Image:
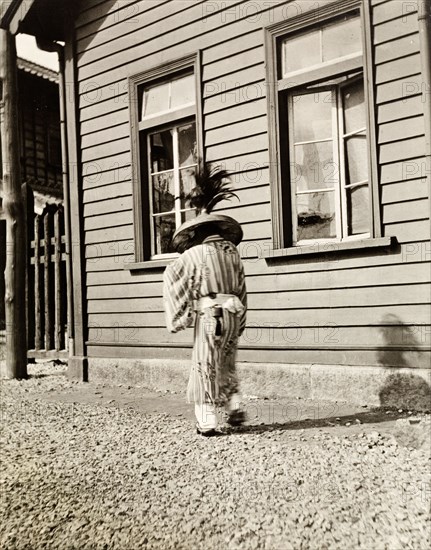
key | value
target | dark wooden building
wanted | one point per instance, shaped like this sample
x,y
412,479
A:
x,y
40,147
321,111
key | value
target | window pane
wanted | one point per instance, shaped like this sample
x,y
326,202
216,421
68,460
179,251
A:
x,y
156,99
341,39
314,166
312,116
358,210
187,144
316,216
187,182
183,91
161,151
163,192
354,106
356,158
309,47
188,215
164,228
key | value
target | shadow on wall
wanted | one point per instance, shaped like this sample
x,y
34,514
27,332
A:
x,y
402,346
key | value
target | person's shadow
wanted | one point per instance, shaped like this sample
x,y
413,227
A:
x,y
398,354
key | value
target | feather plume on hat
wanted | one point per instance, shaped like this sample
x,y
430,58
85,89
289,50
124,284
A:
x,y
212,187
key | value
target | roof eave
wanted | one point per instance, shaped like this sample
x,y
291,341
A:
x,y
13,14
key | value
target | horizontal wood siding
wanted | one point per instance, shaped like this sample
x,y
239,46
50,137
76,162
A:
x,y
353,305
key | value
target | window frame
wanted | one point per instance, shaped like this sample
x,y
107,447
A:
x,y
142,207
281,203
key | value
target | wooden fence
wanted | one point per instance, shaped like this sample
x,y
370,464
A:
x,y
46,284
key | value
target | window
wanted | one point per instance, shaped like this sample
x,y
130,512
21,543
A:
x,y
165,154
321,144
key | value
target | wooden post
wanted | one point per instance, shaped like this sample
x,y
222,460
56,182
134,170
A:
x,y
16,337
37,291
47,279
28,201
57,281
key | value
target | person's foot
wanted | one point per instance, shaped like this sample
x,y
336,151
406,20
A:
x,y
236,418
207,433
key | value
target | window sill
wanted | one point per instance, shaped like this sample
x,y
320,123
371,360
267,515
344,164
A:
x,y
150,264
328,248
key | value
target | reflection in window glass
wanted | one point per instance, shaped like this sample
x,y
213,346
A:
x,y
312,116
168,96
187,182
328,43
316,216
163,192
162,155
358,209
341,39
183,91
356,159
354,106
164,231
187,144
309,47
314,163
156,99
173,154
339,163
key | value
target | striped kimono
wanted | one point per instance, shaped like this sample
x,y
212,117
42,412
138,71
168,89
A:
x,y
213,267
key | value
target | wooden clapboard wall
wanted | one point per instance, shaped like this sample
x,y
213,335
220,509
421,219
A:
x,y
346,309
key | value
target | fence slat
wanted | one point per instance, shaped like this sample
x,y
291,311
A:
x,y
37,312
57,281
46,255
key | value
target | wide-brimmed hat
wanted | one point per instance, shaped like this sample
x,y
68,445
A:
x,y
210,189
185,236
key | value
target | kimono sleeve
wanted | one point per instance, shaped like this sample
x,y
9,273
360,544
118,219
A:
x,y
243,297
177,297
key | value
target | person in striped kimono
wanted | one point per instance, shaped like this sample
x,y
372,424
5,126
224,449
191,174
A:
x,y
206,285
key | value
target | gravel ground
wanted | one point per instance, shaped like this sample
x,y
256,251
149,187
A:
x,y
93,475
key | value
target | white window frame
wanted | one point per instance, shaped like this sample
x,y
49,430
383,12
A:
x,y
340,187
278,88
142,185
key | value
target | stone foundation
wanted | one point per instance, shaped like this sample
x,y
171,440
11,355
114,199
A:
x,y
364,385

● ● ● ● ●

## ASSIGNED TASK
Filtering the entries above by the word "wooden", copy each line that matches.

## TASK ANSWER
target | dark wooden building
target | wooden fence
target | wooden post
target | wooden clapboard wall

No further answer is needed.